Your assignment
Extract all records. Keep each one exact.

*** Information provided

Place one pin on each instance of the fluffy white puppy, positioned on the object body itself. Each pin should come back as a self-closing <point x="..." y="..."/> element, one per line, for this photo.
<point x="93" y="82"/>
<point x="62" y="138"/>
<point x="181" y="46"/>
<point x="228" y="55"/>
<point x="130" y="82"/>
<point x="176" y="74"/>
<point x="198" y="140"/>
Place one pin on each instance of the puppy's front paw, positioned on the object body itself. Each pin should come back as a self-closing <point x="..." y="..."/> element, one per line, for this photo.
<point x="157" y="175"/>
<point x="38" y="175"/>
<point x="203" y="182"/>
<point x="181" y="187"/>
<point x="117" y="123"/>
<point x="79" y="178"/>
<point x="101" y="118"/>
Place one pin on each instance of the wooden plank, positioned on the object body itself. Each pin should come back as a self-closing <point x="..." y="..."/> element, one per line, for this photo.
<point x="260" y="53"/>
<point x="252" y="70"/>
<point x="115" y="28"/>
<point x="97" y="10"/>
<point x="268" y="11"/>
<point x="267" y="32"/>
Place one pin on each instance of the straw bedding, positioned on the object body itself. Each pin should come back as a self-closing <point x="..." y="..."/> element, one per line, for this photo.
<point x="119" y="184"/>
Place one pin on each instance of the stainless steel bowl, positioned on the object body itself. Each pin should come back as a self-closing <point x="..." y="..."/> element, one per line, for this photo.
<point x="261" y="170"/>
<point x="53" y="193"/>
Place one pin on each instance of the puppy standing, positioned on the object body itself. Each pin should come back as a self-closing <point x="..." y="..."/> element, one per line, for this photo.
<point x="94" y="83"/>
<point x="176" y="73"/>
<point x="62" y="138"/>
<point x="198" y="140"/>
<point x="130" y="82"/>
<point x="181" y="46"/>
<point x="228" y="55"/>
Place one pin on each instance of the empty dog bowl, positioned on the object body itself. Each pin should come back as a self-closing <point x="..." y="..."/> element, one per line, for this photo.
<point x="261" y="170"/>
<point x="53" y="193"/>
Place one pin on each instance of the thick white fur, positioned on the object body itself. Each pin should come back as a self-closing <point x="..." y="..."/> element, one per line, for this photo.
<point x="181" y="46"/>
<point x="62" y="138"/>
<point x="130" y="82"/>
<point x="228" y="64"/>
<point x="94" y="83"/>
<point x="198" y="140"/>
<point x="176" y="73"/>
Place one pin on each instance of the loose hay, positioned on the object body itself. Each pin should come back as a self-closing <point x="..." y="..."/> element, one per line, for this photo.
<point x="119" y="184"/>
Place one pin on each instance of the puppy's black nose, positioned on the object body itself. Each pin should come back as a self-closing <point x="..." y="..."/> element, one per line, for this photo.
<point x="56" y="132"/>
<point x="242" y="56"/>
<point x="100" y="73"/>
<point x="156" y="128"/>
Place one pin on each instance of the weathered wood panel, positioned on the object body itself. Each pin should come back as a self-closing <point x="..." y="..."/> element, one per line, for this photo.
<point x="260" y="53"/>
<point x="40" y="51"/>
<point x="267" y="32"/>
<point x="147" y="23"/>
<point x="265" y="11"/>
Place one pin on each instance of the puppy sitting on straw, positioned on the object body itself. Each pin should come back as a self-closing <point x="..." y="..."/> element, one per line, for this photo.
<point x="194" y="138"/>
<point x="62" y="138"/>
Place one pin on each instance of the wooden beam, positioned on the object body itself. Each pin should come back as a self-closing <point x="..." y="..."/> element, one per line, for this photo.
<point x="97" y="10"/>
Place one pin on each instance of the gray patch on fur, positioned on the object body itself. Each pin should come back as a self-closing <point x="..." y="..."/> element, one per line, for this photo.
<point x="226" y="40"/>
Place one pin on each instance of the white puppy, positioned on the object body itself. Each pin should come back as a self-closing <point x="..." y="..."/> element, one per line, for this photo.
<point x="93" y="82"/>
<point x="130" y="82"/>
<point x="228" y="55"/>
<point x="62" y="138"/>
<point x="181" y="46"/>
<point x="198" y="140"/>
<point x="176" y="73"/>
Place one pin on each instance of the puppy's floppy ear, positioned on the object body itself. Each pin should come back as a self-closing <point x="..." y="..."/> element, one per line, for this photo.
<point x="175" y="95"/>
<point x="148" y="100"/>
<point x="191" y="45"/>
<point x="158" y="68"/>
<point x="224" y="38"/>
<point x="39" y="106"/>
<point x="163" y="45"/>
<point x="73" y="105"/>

******

Answer section
Place one pin on each instance of the fluffy white puppy, positioned on the object body itself. Each pin should come back as a self-closing <point x="..." y="..."/> element, one per line, for this photo.
<point x="93" y="82"/>
<point x="62" y="138"/>
<point x="181" y="46"/>
<point x="228" y="55"/>
<point x="130" y="82"/>
<point x="176" y="74"/>
<point x="198" y="140"/>
Place one pin on each instance of the puppy's front paw, positioned on the object body itself. Each pin should come back as a self-closing <point x="..." y="..."/> element, one per line, for this photo.
<point x="157" y="175"/>
<point x="38" y="175"/>
<point x="203" y="182"/>
<point x="181" y="187"/>
<point x="117" y="123"/>
<point x="79" y="178"/>
<point x="101" y="118"/>
Place one pin on each instance of the wooden plank, positioned on the object body itself. Each pin should come back as a self-closing <point x="..." y="..."/> element, one per line, for this photo.
<point x="260" y="53"/>
<point x="252" y="70"/>
<point x="115" y="28"/>
<point x="97" y="10"/>
<point x="268" y="11"/>
<point x="267" y="32"/>
Place one pin on each instance of the straw bedding, positioned on the object body itself. Each pin should come back as a self-closing <point x="..." y="..."/> element, one per line, for this photo.
<point x="119" y="184"/>
Place one pin on each instance of the stainless steel bowl, positioned on the object body itself. Each pin should come back as a self-closing <point x="..." y="..."/> element, one per line, for this photo.
<point x="261" y="170"/>
<point x="53" y="193"/>
Place one pin on each instance of the puppy standing, positioned on the object body itself. Each pin should come back as a self-closing <point x="..." y="..."/> element, one per line, for this photo.
<point x="94" y="83"/>
<point x="176" y="73"/>
<point x="62" y="138"/>
<point x="198" y="140"/>
<point x="130" y="82"/>
<point x="181" y="46"/>
<point x="228" y="55"/>
Place one pin on each instance of the empty dog bowl, positioned on the object body itself. Each pin should come back as a self-closing <point x="..." y="..."/> element, one per line, for this photo.
<point x="261" y="170"/>
<point x="53" y="193"/>
Place one pin on each instance of the thick white fur, positioned on the object body itself. Each pin should come back as a self-closing <point x="..." y="..."/> element, one per line, for this photo.
<point x="181" y="46"/>
<point x="62" y="138"/>
<point x="130" y="82"/>
<point x="228" y="64"/>
<point x="94" y="83"/>
<point x="198" y="140"/>
<point x="176" y="73"/>
Place one pin on each instance of the loose hay, positioned on the object body itself. Each pin should come back as a self-closing <point x="..." y="..."/> element, one per line, for this photo.
<point x="119" y="184"/>
Place one pin on each instance of the puppy's black nose, positioned on the object body itself. Each pin should come back as a self-closing <point x="..." y="..."/> element, one per line, for this photo.
<point x="56" y="132"/>
<point x="242" y="56"/>
<point x="100" y="73"/>
<point x="156" y="128"/>
Place one pin on each instance of the weathered wood panel, positioned on the object body itself. Each pin should come back as a self-closing <point x="..." y="..."/> element, one per line, for this photo.
<point x="260" y="53"/>
<point x="40" y="51"/>
<point x="267" y="32"/>
<point x="147" y="23"/>
<point x="265" y="11"/>
Place one pin on each instance of the puppy sitting on straw, positioned on the object body itself. Each pin should come back as a self-closing <point x="..." y="..."/> element, one per line, for this photo.
<point x="194" y="138"/>
<point x="62" y="138"/>
Place one pin on each instance of the wooden beam, positioned on the object body itself. Each pin should come back as a self-closing <point x="..." y="..."/> element, one per line, for this photo.
<point x="97" y="10"/>
Place one pin on each instance of the gray patch on fur, positioned on the object body itself. Each pin should come back as a self-closing <point x="..." y="..."/> element, one per line, for this photo.
<point x="226" y="40"/>
Place one pin on each instance of the white puppy, positioned on the object body itself. Each pin should come back as a self-closing <point x="..." y="..."/> element, one per line, for this photo.
<point x="93" y="82"/>
<point x="130" y="82"/>
<point x="228" y="55"/>
<point x="62" y="138"/>
<point x="181" y="46"/>
<point x="198" y="140"/>
<point x="176" y="73"/>
Place one pin on each instance of the puppy's floppy ear, positioned on the object body itself. Each pin should come back as a self-closing <point x="..." y="..."/> element, one per line, for this photo.
<point x="175" y="95"/>
<point x="148" y="100"/>
<point x="191" y="45"/>
<point x="158" y="68"/>
<point x="224" y="38"/>
<point x="39" y="106"/>
<point x="163" y="45"/>
<point x="73" y="105"/>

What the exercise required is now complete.